*Raw data*:
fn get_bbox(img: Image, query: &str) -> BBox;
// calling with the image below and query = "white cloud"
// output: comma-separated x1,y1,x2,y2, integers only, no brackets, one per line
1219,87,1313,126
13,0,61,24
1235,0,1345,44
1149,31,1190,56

--

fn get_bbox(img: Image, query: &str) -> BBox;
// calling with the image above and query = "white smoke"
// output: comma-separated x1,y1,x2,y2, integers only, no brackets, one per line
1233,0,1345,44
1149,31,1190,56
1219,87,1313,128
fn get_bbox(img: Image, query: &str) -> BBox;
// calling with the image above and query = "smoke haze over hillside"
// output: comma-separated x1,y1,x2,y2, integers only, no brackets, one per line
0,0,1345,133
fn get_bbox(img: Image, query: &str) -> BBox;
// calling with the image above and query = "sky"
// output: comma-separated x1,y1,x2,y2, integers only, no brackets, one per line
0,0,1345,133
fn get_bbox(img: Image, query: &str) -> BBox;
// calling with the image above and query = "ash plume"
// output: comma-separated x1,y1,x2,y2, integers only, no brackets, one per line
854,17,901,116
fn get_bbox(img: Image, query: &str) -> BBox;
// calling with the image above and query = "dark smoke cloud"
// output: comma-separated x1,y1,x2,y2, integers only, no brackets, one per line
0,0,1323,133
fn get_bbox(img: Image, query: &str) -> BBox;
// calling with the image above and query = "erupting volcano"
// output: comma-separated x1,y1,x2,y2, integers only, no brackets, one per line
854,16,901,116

*Challenge*:
Find each line of the records above that contains the word "smoke", and copy those lines out in full.

*Result for this task*:
// calling with the image above and query = "white smoke"
// calling with the image above and query = "smoke haze over hillside"
// calling with the image above and query = "dark smoke cloud"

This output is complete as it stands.